Coordinate annotation entries:

>> BEGIN

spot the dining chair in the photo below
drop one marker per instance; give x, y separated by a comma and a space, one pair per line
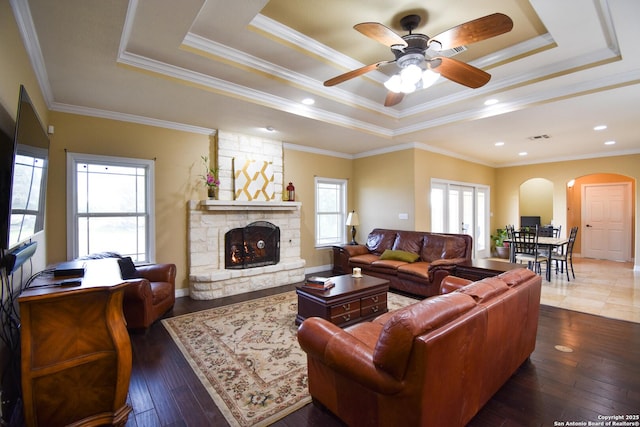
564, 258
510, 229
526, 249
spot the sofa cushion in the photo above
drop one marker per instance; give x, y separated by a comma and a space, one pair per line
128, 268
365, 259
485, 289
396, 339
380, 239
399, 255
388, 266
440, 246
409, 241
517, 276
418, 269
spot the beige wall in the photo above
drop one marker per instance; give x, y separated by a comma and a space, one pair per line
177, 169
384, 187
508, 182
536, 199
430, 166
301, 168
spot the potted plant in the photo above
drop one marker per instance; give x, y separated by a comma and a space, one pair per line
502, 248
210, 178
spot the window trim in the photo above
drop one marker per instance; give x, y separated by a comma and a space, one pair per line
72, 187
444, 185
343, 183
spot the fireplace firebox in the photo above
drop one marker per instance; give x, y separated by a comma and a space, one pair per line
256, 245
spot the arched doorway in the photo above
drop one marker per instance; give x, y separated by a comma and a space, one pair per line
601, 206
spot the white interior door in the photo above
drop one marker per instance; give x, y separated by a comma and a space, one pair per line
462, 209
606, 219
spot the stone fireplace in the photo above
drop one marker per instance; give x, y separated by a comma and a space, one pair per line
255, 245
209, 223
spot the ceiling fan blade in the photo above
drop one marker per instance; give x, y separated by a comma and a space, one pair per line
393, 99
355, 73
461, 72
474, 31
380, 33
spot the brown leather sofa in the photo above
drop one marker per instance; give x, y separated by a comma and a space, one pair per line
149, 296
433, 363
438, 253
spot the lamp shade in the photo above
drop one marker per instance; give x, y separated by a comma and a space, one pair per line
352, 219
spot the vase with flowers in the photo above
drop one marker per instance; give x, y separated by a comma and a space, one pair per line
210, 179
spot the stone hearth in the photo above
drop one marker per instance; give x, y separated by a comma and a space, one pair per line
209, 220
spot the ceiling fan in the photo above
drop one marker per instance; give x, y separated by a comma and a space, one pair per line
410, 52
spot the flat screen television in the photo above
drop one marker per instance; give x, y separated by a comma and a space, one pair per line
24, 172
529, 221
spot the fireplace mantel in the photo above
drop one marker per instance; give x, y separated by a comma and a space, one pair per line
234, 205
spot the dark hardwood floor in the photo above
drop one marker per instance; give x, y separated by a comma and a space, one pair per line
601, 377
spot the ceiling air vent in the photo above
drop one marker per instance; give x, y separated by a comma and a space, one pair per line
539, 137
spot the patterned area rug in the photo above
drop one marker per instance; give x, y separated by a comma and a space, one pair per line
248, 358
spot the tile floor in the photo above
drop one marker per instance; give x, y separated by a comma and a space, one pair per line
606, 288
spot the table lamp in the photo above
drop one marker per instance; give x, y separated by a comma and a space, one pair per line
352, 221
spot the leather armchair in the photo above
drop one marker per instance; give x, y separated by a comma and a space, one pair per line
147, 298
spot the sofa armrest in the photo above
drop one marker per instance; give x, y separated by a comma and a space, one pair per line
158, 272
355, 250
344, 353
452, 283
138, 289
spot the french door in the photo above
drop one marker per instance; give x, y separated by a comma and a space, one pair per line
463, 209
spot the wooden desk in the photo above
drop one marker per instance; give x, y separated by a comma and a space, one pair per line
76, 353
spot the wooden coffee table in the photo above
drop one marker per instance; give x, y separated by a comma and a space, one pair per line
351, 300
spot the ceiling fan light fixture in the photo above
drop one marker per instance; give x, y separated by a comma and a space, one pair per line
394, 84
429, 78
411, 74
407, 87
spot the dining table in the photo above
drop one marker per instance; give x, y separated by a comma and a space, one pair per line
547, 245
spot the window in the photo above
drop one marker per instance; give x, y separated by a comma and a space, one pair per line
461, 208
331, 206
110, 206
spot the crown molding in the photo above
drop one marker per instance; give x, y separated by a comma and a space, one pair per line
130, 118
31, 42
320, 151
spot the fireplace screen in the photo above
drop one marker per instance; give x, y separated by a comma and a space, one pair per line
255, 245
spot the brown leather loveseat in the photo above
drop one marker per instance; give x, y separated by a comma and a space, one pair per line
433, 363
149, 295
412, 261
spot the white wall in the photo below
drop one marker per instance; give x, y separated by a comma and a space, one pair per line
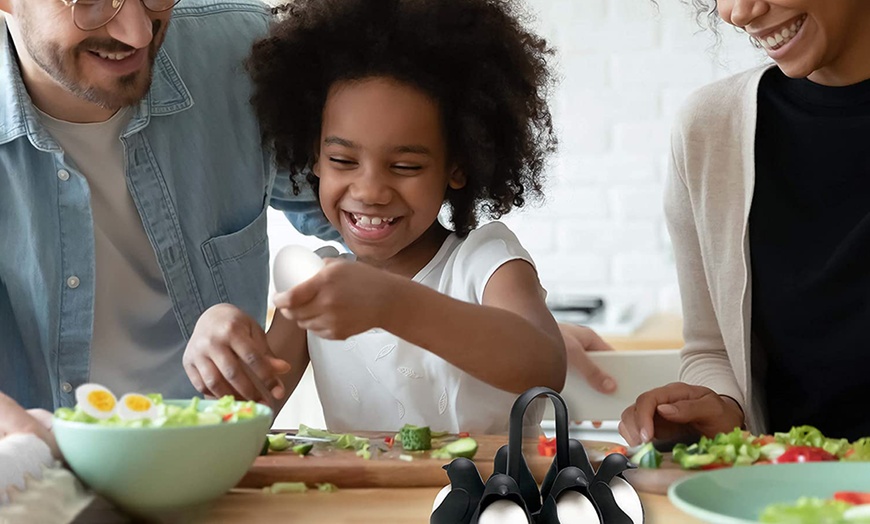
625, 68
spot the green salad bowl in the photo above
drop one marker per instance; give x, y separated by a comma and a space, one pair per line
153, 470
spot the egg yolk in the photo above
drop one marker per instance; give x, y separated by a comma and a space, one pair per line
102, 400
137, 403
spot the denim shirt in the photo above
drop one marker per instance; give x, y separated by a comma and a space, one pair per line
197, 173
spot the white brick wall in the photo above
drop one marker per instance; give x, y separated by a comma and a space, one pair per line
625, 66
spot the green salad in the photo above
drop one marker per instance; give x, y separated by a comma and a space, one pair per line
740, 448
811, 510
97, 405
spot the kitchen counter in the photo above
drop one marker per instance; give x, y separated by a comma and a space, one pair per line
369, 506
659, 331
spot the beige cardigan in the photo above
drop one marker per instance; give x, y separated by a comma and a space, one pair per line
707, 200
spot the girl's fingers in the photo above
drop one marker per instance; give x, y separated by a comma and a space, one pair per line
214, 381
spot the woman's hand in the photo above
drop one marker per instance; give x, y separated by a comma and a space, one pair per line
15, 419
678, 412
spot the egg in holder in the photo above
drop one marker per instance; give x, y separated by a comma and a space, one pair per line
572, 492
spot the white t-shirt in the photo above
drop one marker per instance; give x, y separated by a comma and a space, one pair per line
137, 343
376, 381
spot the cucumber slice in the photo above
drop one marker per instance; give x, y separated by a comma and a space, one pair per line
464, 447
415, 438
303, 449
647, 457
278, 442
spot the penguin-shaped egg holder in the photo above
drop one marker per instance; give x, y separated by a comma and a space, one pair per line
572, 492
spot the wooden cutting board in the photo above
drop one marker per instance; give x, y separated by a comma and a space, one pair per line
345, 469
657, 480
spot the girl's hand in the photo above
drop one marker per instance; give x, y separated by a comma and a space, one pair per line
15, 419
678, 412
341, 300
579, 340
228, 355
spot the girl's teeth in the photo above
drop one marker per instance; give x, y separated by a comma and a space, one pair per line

>> END

• DIRECTION:
Omit every picture, then repeat the remaining data exactly as it appears above.

• EXERCISE RESPONSE:
spot the dining chair in the photo below
drop one marker per instance; give x, y separated by a comma and a space, one pair per line
564, 258
510, 229
526, 249
spot the sofa cushion in the photo above
drop one marker per instance; give x, y separated by a comma and a space, one pair per line
128, 268
365, 259
485, 289
396, 339
380, 239
399, 255
388, 266
440, 246
409, 241
517, 276
418, 269
spot the beige wall in the photo above
drop one marker per instance; give x, y separated by a comma and a space, one pair per line
177, 169
384, 187
508, 182
536, 199
430, 166
301, 168
spot the potted plant in the photo above
drop one marker per instance; give x, y separated by a comma and a space, one pair per line
502, 248
210, 178
spot the window trim in the photo above
drop one marker per instance; give x, y separated by a comma and a space, one pair per line
72, 187
444, 185
343, 183
spot the fireplace firebox in the photo above
drop one marker per instance; give x, y separated by a comma and a space, one pair per line
256, 245
spot the arched doorway in the photo above
drop one marker per instance; give x, y separated by a comma and a space, one pair per line
601, 206
spot the white interior door in the photo above
drop one marker per instance; give x, y separated by a comma and a space, one pair per line
462, 209
606, 219
spot the stone fireplace in the photo above
drop one marker per instance; give x, y separated by a comma and a space, one pair per line
255, 245
209, 223
spot the ceiling fan blade in the photo above
drop one marker per instance; give x, y separated by a comma and a space, one pair per line
393, 99
355, 73
461, 72
474, 31
380, 33
spot the brown leather sofa in the photo above
drop one marker per instance; give x, y separated by a comma and a space, one pair per line
149, 296
433, 363
438, 253
spot the lamp shade in the photo above
drop one marker per instance; give x, y separated by a comma and a space, one pair per line
352, 219
spot the vase with flowers in the photo above
drop one marker per instance; give x, y separated by a comma and a space, one pair per line
210, 179
spot the stone hearth in the photo above
drop one marker per instance; give x, y separated by a comma and a space, one pair per line
209, 220
spot the ceiling fan in the photo above
drop one marker per instance; give x, y separated by a comma and a space, one pair per line
410, 52
spot the flat screen television in the photo above
drop one marker per instance; give x, y separated by a comma and a space, one pair per line
24, 172
529, 221
spot the fireplace mantel in the photo above
drop one marker per instance; give x, y separated by a comma and a space, one pair per line
234, 205
spot the dark hardwood floor in the photo above
drop one marker per instance; give x, y separated by a comma and a space, one pair per line
601, 377
spot the ceiling air vent in the photo above
drop one marker per instance; give x, y separated by a comma and a space, one pair per line
539, 137
spot the patterned area rug in the photo above
drop one marker per instance; give x, y separated by a comma and a space, one pair per line
248, 358
spot the tile floor in the photo above
drop one marker per instance; give x, y separated by a comma and a space, one pair per line
606, 288
spot the table lamp in the photo above
drop one marker per instance; give x, y separated by a comma and a space, one pair per line
352, 221
spot the leather armchair in the photo above
drop one marker per instance; give x, y separated by a comma and a space, one pair per line
147, 298
spot the sofa armrest in the photo above
drop one marker per instance; give x, y separated by a comma and a space, one pair per line
158, 272
355, 250
344, 353
452, 283
138, 289
spot the french door in the photo above
drop one marker per instance; give x, y separated by a comma and a space, one pair per line
463, 209
spot the wooden desk in the photo above
drop one marker per instance; give x, y separated by a comma and a space, one pair per line
76, 353
spot the wooden coffee table in the photo above
drop one marker per instance; give x, y separated by a comma and a space, one pair per line
351, 300
spot the ceiling fan light fixture in the photo above
drop one marker per instance; give x, y separated by a comma and a space, one pair per line
394, 84
429, 78
411, 74
407, 87
spot the dining table in the photo above
drop one marker per instance; give x, y separated by a comma and a space, one pair per line
547, 245
spot the window in the photo above
drop one marker per instance; give x, y separated by a comma and a space, one pair per line
461, 208
331, 206
110, 206
spot the crown molding in the photo above
drop one marker per instance; give x, y separated by a comma and a space, one pair per line
130, 118
31, 42
320, 151
spot the fireplace screen in the photo above
drop one marker per instance; give x, y separated by a comma and a space, one pair per line
255, 245
spot the brown leather loveseat in the photo above
drop one marker per instance; give x, y separated by a comma and a space, one pair per line
433, 363
149, 295
412, 261
spot the white wall in the photo below
drop one marker per instance; give x, y separated by a comma and a space, one pair per line
625, 68
spot the green salad bowl in the photo above
drop one marker per instance; give x, y separated by a comma and a space, one pair per line
153, 470
spot the egg yolk in the photo above
drop one marker per instance; give x, y separated by a comma and a space, one pair per line
102, 400
137, 403
spot the denim shirt in the photo above
drop one marker per instance; give x, y separated by a comma and a space, one pair per line
197, 173
spot the white brick wall in the photo above
drop one marker per instance; give x, y separated by a comma and a space, one pair per line
625, 66
spot the green salad in the photo above
drop one marker per instance; give x, y separated by a comma and a space, one pair per line
740, 448
811, 510
97, 405
spot the kitchen counter in the photo above
drop one marker per instance; give x, y separated by a comma and a space, one pair per line
369, 506
659, 331
spot the beige cardigan in the photo above
drop one marker per instance; give x, y separated by a comma and a space, one pair per line
707, 200
spot the girl's fingers in the photo above
drop one marker per instance; give x, y separated by a comma and a space, one pair per line
214, 381
spot the woman's hand in the photo above
drop one marker per instance; give x, y separated by a comma and a space, one pair per line
15, 419
678, 412
spot the egg in holder in the photo above
drop one marker per instance; give x, y separated by a comma and a space, one pair per line
572, 492
spot the white t-shirt in the photo above
drop one marker per instance; give x, y separated by a comma and a space, one pair per line
137, 343
376, 381
spot the cucumber slice in the photo above
drop one marker per instance; give x, y separated by a comma and a space, one pair per line
464, 447
415, 438
303, 449
647, 457
278, 442
spot the penguin-shaped egg holder in the photo above
drop one marker per instance; give x, y separated by a comma and a space, one pair per line
572, 492
spot the wooden cutting board in the photo above
drop one marker per instance; give x, y separated by a comma and a space, one pair per line
345, 469
657, 480
spot the girl's hand in the photo above
drop one marker per instance; give x, y separated by a comma and a space, one pair per line
15, 419
678, 412
341, 300
579, 340
228, 355
spot the girl's teeth in the photo above
drop one marker per instance; give x, y separated by a comma and a space, one pair per line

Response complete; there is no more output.